Exactly how many lines in the data below contain the string "then"? Give that number and nothing else.

• **Data shown**:
——
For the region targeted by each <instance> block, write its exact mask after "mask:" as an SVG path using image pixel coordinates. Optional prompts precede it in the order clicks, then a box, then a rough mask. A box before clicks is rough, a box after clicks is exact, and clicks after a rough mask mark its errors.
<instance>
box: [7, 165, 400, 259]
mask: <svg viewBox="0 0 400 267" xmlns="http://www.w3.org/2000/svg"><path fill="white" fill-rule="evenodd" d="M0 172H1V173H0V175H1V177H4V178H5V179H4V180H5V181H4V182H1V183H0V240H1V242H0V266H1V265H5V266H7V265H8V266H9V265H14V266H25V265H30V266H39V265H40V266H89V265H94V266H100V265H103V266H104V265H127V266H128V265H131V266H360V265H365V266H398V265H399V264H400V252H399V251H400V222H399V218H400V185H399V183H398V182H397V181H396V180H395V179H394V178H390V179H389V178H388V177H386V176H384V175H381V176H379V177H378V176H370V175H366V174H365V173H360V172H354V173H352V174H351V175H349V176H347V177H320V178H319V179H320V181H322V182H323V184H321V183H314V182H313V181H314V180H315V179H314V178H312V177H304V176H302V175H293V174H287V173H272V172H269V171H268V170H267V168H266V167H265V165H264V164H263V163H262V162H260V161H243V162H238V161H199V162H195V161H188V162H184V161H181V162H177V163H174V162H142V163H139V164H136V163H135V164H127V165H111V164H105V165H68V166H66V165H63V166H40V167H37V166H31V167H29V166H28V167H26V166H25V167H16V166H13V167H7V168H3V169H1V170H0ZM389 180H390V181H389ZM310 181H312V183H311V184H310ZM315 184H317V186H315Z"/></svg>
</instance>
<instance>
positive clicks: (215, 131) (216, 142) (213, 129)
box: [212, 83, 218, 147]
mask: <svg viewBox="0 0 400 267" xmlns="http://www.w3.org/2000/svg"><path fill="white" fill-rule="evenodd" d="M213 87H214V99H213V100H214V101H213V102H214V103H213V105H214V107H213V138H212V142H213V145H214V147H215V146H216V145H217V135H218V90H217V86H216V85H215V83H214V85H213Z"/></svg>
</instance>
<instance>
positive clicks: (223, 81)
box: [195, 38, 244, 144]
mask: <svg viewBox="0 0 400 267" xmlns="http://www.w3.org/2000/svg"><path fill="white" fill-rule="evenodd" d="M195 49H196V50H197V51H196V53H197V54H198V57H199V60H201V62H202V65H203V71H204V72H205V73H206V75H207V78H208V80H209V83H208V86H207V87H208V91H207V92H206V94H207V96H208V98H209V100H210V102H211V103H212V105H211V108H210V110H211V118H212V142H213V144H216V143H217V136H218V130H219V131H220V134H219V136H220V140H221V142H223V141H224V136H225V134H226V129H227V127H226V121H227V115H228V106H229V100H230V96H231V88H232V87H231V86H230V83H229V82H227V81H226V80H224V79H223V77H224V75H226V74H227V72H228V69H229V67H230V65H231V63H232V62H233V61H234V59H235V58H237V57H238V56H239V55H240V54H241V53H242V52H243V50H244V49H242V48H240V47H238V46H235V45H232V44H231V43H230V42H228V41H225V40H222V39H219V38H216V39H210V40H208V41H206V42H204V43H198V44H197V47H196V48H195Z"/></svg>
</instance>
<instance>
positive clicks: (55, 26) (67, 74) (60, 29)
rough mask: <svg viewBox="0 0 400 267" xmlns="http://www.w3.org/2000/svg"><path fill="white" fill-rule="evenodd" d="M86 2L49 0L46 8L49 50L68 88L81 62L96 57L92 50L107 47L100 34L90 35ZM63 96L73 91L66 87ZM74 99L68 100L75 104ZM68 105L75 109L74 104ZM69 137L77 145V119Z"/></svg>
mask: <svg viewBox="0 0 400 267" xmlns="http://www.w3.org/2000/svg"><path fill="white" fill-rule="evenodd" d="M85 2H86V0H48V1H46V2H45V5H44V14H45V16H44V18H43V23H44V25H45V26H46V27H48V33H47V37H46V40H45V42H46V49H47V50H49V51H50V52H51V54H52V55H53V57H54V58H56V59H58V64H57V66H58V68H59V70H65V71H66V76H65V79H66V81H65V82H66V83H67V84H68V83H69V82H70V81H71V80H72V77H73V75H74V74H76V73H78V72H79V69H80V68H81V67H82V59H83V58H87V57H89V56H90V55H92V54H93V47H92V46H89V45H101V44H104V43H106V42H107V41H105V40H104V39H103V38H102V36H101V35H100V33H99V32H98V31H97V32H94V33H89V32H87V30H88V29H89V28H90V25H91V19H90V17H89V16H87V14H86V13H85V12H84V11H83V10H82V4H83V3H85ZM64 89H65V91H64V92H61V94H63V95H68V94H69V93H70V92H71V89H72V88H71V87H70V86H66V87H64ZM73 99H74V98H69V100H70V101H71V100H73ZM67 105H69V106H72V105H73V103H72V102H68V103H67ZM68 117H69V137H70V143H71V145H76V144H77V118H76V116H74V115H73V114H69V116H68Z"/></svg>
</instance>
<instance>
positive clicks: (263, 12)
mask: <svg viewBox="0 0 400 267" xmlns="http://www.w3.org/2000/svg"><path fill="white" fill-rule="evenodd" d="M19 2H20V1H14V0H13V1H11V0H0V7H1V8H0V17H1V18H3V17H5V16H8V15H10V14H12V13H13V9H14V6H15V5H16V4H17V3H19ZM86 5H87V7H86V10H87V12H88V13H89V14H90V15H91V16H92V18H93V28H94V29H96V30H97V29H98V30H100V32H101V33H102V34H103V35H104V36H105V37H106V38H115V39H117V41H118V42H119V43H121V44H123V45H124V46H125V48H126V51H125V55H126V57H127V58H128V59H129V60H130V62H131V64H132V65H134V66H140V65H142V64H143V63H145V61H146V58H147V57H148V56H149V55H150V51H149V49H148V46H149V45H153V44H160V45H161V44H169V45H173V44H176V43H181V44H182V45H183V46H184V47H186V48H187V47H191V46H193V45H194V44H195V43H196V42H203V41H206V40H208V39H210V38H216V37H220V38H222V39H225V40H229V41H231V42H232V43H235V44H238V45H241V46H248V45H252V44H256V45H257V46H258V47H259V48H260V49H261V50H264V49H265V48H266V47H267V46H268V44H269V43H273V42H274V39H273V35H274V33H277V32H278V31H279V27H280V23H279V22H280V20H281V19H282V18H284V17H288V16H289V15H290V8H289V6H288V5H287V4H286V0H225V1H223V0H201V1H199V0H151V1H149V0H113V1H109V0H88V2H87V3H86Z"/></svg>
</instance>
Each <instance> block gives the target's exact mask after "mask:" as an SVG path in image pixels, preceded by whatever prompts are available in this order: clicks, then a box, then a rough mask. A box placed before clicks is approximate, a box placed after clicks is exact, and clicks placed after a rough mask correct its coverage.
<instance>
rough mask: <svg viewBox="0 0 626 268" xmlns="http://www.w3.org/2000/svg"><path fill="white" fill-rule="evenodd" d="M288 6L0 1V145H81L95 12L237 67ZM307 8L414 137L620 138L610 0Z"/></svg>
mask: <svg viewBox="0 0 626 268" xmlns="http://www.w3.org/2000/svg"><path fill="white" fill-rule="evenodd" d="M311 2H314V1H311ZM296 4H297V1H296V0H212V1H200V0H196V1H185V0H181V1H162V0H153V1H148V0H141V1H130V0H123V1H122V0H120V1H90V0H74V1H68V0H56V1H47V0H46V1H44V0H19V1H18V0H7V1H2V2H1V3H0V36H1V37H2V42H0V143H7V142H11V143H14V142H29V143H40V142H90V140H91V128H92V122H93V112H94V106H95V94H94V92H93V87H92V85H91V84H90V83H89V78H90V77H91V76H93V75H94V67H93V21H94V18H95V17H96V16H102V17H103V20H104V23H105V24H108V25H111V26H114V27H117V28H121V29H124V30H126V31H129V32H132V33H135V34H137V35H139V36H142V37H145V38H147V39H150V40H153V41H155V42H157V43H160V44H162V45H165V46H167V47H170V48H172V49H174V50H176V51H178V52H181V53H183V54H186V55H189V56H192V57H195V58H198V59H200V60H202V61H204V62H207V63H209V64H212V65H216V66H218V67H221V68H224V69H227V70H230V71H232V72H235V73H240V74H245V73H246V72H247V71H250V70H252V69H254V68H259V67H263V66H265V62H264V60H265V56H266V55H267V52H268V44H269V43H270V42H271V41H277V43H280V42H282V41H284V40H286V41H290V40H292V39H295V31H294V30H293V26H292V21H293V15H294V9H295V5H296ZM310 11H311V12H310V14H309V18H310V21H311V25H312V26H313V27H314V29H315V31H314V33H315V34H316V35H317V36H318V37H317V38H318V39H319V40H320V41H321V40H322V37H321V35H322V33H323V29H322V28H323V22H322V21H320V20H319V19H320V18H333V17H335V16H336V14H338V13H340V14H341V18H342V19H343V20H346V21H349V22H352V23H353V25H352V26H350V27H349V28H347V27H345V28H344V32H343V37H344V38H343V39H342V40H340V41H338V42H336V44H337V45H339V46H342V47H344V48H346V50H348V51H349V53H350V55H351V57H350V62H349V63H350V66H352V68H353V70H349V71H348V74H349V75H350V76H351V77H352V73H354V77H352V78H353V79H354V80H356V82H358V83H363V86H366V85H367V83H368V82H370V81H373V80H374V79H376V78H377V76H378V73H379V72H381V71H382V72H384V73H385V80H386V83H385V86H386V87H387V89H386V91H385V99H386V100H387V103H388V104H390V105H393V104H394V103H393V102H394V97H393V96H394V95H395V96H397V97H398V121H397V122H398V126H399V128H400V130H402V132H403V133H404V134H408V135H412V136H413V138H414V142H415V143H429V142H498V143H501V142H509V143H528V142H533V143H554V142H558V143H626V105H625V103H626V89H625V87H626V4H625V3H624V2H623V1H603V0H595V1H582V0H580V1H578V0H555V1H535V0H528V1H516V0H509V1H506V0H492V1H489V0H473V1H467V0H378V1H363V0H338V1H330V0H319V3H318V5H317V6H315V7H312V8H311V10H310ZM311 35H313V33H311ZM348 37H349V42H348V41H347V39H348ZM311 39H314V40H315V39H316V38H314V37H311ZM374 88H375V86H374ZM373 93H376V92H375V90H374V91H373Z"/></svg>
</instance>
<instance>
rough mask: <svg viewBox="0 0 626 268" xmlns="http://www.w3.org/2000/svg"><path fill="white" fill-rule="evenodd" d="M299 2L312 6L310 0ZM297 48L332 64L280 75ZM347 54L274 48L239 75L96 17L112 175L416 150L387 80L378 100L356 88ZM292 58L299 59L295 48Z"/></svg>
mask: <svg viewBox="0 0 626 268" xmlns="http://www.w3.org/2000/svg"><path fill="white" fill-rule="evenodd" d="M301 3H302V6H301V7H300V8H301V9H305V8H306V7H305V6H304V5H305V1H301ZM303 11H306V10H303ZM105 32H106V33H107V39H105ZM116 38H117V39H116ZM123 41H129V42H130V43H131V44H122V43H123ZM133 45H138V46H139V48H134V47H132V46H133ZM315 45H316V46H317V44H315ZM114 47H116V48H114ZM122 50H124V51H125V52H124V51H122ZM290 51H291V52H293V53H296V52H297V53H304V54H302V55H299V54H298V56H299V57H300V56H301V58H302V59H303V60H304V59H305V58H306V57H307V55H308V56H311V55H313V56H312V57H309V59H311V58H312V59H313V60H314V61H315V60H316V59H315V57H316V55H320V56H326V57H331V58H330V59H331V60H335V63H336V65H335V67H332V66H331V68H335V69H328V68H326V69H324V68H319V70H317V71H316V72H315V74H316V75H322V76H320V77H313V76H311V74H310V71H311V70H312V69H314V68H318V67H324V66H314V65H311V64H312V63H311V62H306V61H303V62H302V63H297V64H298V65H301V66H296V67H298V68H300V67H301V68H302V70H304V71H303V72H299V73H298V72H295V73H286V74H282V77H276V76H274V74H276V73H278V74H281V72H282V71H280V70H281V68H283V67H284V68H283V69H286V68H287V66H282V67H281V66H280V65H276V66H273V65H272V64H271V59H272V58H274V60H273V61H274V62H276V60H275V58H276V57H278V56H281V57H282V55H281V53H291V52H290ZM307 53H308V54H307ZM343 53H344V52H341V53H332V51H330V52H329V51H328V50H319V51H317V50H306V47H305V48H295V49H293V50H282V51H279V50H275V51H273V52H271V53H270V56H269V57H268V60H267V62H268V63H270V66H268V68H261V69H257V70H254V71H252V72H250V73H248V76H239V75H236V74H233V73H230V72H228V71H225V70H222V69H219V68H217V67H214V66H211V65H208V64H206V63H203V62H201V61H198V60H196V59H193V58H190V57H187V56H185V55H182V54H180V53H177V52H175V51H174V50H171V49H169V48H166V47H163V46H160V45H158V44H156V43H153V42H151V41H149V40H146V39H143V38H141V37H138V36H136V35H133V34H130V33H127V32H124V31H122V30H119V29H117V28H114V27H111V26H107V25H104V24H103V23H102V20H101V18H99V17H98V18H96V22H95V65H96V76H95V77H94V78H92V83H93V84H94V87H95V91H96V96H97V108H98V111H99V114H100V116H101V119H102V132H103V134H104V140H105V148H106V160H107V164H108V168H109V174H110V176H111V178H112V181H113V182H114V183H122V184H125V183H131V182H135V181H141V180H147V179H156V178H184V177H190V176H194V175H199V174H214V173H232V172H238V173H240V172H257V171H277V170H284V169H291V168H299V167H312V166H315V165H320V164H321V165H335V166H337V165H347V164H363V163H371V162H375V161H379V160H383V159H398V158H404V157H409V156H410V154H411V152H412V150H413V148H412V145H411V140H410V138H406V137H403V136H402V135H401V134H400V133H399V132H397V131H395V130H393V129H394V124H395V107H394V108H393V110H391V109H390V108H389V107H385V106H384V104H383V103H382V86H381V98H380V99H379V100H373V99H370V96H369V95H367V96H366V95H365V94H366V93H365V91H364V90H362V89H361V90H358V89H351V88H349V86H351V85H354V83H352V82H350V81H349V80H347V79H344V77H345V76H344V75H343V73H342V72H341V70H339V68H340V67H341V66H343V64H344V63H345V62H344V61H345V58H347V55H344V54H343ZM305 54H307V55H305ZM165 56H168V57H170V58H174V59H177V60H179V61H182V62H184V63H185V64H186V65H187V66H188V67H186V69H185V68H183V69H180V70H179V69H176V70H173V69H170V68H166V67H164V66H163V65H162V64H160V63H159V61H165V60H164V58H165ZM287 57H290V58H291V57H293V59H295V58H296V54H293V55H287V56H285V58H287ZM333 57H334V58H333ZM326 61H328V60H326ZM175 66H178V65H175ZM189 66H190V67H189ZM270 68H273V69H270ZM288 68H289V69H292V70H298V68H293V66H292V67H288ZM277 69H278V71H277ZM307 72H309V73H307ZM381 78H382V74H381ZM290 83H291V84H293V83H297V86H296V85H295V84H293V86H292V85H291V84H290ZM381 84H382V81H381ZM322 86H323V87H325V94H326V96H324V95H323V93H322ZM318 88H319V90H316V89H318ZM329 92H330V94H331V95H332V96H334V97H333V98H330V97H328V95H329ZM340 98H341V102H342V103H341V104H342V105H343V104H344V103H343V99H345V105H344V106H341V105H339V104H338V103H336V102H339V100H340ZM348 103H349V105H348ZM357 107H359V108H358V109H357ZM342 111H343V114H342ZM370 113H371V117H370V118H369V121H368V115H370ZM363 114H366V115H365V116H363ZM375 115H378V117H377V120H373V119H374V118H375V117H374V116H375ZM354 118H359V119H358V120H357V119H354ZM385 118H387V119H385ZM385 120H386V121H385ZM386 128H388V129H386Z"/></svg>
——
• **Output of the task**: 2